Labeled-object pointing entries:
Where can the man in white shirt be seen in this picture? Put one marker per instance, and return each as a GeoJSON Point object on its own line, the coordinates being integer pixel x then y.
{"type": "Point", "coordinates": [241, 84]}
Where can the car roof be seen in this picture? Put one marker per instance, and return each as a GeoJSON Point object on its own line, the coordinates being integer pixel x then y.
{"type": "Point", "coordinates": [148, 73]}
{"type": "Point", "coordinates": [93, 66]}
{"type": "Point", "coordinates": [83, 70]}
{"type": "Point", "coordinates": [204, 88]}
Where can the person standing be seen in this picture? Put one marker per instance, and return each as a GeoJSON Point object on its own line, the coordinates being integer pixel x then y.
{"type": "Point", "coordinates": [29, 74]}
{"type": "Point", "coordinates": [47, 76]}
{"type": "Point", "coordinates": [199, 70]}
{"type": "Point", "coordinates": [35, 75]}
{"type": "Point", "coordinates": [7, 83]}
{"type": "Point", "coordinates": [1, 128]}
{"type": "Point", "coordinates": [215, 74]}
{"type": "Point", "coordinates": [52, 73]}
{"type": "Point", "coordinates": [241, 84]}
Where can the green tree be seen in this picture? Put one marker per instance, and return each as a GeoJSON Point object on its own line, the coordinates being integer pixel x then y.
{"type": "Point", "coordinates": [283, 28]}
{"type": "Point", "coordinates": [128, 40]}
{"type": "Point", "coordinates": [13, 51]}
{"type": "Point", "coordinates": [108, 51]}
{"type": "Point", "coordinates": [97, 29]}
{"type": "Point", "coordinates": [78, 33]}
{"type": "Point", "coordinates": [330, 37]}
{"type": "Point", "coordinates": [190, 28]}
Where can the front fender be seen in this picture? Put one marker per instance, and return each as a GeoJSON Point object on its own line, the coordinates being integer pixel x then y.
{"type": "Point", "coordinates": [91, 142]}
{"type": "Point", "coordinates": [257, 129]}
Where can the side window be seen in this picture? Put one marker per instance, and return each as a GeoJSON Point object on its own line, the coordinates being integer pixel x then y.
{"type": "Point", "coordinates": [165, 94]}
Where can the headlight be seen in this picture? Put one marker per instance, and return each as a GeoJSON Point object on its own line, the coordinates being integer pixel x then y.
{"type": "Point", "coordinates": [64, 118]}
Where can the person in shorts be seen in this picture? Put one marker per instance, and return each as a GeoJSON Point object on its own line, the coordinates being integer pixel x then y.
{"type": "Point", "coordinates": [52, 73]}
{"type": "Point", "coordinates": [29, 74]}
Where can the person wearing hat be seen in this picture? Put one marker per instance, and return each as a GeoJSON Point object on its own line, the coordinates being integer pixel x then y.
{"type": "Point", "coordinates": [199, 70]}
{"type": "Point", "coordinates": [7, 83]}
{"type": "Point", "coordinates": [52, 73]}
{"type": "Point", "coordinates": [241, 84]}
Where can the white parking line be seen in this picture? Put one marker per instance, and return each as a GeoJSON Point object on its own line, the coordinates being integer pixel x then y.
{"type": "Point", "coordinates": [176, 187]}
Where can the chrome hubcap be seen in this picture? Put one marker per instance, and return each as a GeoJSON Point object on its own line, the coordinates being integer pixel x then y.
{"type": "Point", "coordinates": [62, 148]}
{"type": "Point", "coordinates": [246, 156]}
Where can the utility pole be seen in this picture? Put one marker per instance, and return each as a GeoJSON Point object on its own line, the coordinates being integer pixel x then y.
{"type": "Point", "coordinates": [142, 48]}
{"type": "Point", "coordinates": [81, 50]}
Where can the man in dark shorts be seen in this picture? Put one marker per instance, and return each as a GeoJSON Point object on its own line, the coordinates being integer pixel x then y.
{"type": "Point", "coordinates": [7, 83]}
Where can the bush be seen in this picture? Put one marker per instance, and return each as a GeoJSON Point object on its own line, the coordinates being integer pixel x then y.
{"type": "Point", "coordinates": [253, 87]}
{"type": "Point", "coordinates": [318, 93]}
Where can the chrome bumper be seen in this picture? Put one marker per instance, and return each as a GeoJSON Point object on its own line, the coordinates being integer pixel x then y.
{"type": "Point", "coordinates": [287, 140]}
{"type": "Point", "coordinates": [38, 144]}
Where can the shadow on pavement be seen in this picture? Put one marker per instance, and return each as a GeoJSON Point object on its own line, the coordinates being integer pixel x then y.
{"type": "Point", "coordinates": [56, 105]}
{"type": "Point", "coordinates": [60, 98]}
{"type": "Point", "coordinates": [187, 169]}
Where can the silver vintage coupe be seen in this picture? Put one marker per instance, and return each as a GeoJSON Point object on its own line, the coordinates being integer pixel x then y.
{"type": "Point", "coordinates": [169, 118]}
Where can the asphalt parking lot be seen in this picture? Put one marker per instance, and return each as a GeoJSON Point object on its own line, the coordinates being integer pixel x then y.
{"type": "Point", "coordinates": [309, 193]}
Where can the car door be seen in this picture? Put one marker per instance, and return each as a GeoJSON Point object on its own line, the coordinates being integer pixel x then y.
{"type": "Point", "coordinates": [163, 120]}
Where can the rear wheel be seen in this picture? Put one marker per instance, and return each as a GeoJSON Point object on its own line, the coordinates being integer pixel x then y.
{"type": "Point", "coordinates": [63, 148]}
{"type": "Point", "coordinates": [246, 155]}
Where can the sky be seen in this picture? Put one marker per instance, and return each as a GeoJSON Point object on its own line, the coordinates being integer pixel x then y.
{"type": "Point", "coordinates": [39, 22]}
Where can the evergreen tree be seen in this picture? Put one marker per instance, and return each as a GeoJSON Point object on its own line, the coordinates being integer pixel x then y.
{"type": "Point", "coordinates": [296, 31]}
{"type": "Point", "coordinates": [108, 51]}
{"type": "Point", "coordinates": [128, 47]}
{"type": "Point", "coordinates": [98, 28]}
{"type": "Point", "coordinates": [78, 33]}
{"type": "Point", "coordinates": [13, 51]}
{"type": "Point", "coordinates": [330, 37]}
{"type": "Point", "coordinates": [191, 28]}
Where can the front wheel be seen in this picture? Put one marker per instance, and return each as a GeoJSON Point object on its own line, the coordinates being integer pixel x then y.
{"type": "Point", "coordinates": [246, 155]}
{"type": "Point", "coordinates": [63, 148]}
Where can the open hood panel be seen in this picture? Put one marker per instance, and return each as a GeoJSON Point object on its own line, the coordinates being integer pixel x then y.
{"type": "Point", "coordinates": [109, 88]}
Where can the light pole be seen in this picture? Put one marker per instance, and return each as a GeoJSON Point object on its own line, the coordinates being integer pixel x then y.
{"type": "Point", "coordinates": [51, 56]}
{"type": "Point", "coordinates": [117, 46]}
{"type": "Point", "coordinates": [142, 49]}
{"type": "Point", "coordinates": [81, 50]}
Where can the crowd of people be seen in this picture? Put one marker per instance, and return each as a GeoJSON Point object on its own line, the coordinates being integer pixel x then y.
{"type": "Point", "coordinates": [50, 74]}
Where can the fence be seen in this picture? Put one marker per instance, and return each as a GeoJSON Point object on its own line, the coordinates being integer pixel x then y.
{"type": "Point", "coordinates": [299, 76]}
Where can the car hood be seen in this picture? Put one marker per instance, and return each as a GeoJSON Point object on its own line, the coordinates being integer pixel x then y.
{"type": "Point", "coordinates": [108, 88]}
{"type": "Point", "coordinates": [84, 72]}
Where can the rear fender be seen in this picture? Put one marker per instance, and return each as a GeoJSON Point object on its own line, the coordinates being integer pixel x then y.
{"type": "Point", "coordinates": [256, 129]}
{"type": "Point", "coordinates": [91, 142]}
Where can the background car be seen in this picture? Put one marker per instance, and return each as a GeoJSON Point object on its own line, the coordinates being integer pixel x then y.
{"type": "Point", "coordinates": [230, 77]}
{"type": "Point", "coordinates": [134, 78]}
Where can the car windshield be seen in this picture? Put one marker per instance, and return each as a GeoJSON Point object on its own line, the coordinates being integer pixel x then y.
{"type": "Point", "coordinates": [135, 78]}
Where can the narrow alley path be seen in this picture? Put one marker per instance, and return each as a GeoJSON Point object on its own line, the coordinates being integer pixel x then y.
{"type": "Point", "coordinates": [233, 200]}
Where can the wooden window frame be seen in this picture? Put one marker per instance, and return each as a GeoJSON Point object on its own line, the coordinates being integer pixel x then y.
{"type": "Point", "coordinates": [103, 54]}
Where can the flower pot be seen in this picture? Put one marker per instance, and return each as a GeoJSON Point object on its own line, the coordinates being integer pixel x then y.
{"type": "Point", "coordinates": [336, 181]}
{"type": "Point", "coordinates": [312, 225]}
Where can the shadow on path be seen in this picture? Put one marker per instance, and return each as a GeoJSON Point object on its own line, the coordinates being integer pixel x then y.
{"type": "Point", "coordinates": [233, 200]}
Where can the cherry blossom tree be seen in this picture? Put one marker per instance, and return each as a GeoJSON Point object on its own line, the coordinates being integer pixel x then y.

_Aim of the exercise_
Rewrite the records, beginning at the line that has "Where can the shadow on path" and continuing through the end of the records. Raise every coordinate in the answers by 74, and keep all other lines as they are.

_Exercise output_
Where can the shadow on path be seen in this picture? Put one marker per instance, and return each as a GeoJSON Point object on its own line, the coordinates being integer pixel x then y.
{"type": "Point", "coordinates": [307, 274]}
Where can the cherry blossom tree be seen in this picture? Put one marker per instance, and return each as a GeoJSON Point object on its own line, the coordinates being integer pixel x then y.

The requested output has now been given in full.